*Required work*
Please format the material below as a Markdown table with two columns, Row and Line, numbering each line from 1 and leaving out blank lines.
-------- Records provided --------
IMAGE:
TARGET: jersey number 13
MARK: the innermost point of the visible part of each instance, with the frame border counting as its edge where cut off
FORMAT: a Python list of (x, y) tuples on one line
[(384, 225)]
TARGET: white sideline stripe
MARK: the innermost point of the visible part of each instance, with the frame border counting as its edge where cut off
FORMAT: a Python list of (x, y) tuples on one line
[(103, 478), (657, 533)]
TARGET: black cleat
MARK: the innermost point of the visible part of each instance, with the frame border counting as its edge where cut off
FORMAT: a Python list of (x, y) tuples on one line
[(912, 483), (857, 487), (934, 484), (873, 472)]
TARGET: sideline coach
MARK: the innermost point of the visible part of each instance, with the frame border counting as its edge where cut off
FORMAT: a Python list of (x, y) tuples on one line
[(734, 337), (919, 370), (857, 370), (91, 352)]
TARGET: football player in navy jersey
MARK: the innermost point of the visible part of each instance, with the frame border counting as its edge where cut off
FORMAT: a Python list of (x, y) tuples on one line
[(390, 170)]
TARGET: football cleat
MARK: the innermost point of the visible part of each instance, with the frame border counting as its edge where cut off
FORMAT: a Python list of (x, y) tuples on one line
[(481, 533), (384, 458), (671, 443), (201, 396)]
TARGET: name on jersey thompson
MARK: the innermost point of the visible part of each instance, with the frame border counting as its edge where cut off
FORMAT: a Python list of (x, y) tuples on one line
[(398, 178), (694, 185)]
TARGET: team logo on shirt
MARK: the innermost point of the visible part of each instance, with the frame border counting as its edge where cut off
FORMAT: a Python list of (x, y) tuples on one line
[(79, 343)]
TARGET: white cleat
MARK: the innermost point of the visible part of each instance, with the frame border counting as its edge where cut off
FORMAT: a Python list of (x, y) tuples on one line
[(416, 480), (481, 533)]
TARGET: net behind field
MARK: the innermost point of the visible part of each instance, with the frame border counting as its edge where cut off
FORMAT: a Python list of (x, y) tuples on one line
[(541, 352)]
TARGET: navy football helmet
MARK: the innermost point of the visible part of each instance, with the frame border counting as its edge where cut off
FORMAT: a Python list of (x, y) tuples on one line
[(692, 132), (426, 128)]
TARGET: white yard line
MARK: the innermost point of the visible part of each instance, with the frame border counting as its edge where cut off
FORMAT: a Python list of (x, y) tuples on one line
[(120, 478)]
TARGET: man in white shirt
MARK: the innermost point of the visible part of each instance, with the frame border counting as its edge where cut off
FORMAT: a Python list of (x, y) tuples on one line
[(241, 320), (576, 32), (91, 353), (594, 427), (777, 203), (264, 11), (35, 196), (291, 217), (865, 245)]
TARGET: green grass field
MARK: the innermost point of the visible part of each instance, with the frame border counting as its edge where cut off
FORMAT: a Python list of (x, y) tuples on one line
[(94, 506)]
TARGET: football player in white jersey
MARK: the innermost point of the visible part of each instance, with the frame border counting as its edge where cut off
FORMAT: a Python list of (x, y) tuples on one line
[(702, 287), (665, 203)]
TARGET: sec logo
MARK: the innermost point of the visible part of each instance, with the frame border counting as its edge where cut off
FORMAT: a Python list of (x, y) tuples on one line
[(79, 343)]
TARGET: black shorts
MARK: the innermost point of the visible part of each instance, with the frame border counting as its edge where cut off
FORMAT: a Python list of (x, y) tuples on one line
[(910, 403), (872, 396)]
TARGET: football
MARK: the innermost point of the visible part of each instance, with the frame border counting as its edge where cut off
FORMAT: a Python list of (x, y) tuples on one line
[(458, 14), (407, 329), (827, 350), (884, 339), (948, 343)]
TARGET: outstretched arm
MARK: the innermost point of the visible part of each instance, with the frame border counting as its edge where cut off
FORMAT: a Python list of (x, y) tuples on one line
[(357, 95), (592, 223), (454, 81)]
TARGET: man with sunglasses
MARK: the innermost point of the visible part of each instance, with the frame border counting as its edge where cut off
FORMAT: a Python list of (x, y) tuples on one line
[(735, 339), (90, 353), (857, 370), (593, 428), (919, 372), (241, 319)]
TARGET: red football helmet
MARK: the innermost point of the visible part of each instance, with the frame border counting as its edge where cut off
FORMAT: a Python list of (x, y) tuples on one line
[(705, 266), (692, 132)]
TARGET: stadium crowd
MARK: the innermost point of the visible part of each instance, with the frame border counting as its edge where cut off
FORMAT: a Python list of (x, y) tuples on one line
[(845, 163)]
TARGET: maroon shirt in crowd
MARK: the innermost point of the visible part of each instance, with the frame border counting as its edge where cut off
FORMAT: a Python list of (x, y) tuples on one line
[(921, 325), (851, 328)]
--------
*Task solution*
| Row | Line |
|---|---|
| 1 | IMAGE: |
| 2 | TARGET: jersey number 13 |
| 3 | MARK: the innermost point of the visible part of each instance, with the frame border counting as its edge where cut off |
| 4 | FORMAT: a Python list of (x, y) tuples on one line |
| 5 | [(384, 225)] |
| 6 | TARGET: white sideline stripe |
| 7 | MARK: the innermost point of the visible part of each instance, with the frame border counting as its edge where cut off |
| 8 | FORMAT: a Python list of (x, y) tuples on one line |
| 9 | [(103, 478), (657, 533)] |
| 10 | TARGET: black cleat |
| 11 | MARK: the innermost point of the visible part of each instance, with the frame border counting as its edge where cut off |
| 12 | FORMAT: a Python list of (x, y) tuples on one line |
| 13 | [(912, 483), (857, 487), (934, 484), (873, 472)] |
| 14 | TARGET: sideline coach |
| 15 | MARK: the innermost point of the visible part of each instance, with the frame border counting as its edge where cut off |
| 16 | FORMAT: a Python list of (x, y) tuples on one line |
| 17 | [(734, 337), (919, 370), (857, 370), (91, 352)] |
| 18 | TARGET: football player in navy jersey |
| 19 | MARK: the innermost point of the visible part of each instance, with the frame border counting as its edge where cut off |
| 20 | FORMAT: a Python list of (x, y) tuples on one line |
| 21 | [(390, 170)] |
| 22 | TARGET: football cleat |
| 23 | MARK: the innermost point of the visible part of each instance, with the frame border counting as its edge where cut off |
| 24 | FORMAT: a Python list of (x, y) tuples on one line |
| 25 | [(481, 533), (384, 458), (671, 443), (201, 396)] |
| 26 | TARGET: name on jersey thompson |
| 27 | MARK: the innermost point of the visible part of each instance, with the frame border counting as its edge where cut off |
| 28 | FORMAT: a Python list of (x, y) tuples on one line |
| 29 | [(398, 178), (694, 185)] |
| 30 | TARGET: team logo on shirt |
| 31 | MARK: the innermost point of the visible part of each instance, with the frame border counting as its edge where cut off |
| 32 | FORMAT: a Python list of (x, y) tuples on one line |
| 33 | [(79, 343)] |
| 34 | TARGET: white cleat |
| 35 | MARK: the innermost point of the visible part of each instance, with the frame border counting as its edge where cut off |
| 36 | FORMAT: a Python list of (x, y) tuples on one line |
| 37 | [(416, 480), (481, 533)] |
| 38 | TARGET: net behind field |
| 39 | MARK: the innermost point of the visible part of each instance, with the frame border counting as its edge where cut off |
| 40 | FORMAT: a Python list of (x, y) tuples on one line |
| 41 | [(541, 352)] |
| 42 | TARGET: navy football helmet |
| 43 | MARK: the innermost point of the visible part of each instance, with the frame border counting as its edge where cut off |
| 44 | FORMAT: a Python list of (x, y) tuples on one line |
| 45 | [(692, 132), (426, 128)] |
| 46 | TARGET: white yard line |
| 47 | MARK: the innermost point of the visible part of each instance, with the frame border counting as its edge where cut off |
| 48 | FORMAT: a Python list of (x, y) tuples on one line |
| 49 | [(120, 478)] |
| 50 | TARGET: man in white shirt |
| 51 | MARK: the innermost point of the visible part of each instance, with the frame border counting as its edge where cut off |
| 52 | FORMAT: a Python list of (x, y) tuples on one line |
| 53 | [(241, 320), (576, 32), (91, 353), (594, 427), (777, 203), (264, 11), (35, 196), (291, 217), (865, 245)] |
| 54 | TARGET: green grass field |
| 55 | MARK: the innermost point of the visible part of each instance, with the frame border counting as its edge where cut off |
| 56 | FORMAT: a Python list of (x, y) tuples on one line |
| 57 | [(94, 506)] |
| 58 | TARGET: football player in white jersey |
| 59 | MARK: the innermost point of the visible part of each instance, with the frame border counting as its edge where cut off |
| 60 | FORMAT: a Python list of (x, y) tuples on one line |
| 61 | [(702, 287), (665, 203)] |
| 62 | TARGET: sec logo |
| 63 | MARK: the innermost point of the visible part of each instance, with the frame border counting as its edge where cut off |
| 64 | FORMAT: a Python list of (x, y) tuples on one line |
| 65 | [(79, 343)] |
| 66 | TARGET: black shorts |
| 67 | MARK: the innermost point of the visible part of each instance, with the frame border counting as its edge where cut off |
| 68 | FORMAT: a Python list of (x, y) tuples on one line |
| 69 | [(910, 403), (872, 396)] |
| 70 | TARGET: football |
| 71 | MARK: the innermost point of the visible part of each instance, with the frame border counting as its edge where cut off |
| 72 | FORMAT: a Python list of (x, y) tuples on one line |
| 73 | [(458, 14), (407, 329), (827, 350), (884, 339), (948, 343)] |
| 74 | TARGET: outstretched arm |
| 75 | MARK: the innermost point of the visible part of each instance, with the frame border counting as its edge where cut off |
| 76 | FORMAT: a Python list of (x, y) tuples on one line |
| 77 | [(357, 95), (592, 223), (454, 81)] |
| 78 | TARGET: man with sunglasses |
| 79 | MARK: the innermost point of the visible part of each instance, with the frame border counting as its edge where cut off |
| 80 | FORMAT: a Python list of (x, y) tuples on one line |
| 81 | [(735, 339), (90, 353), (857, 370), (593, 428), (919, 372), (241, 319)] |
| 82 | TARGET: red football helmet |
| 83 | MARK: the innermost point of the visible part of each instance, with the frame border counting as its edge where cut off |
| 84 | FORMAT: a Python list of (x, y) tuples on one line |
| 85 | [(705, 266), (692, 132)] |
| 86 | TARGET: stadium crowd |
| 87 | MARK: the innermost point of the visible part of each instance, with the frame border counting as its edge where cut off |
| 88 | FORMAT: a Python list of (x, y) tuples on one line |
| 89 | [(845, 163)] |
| 90 | TARGET: maroon shirt in crowd |
| 91 | MARK: the innermost point of the visible part of each instance, with the frame border counting as its edge where cut off |
| 92 | FORMAT: a Python list of (x, y) tuples on one line |
| 93 | [(921, 325), (851, 328)] |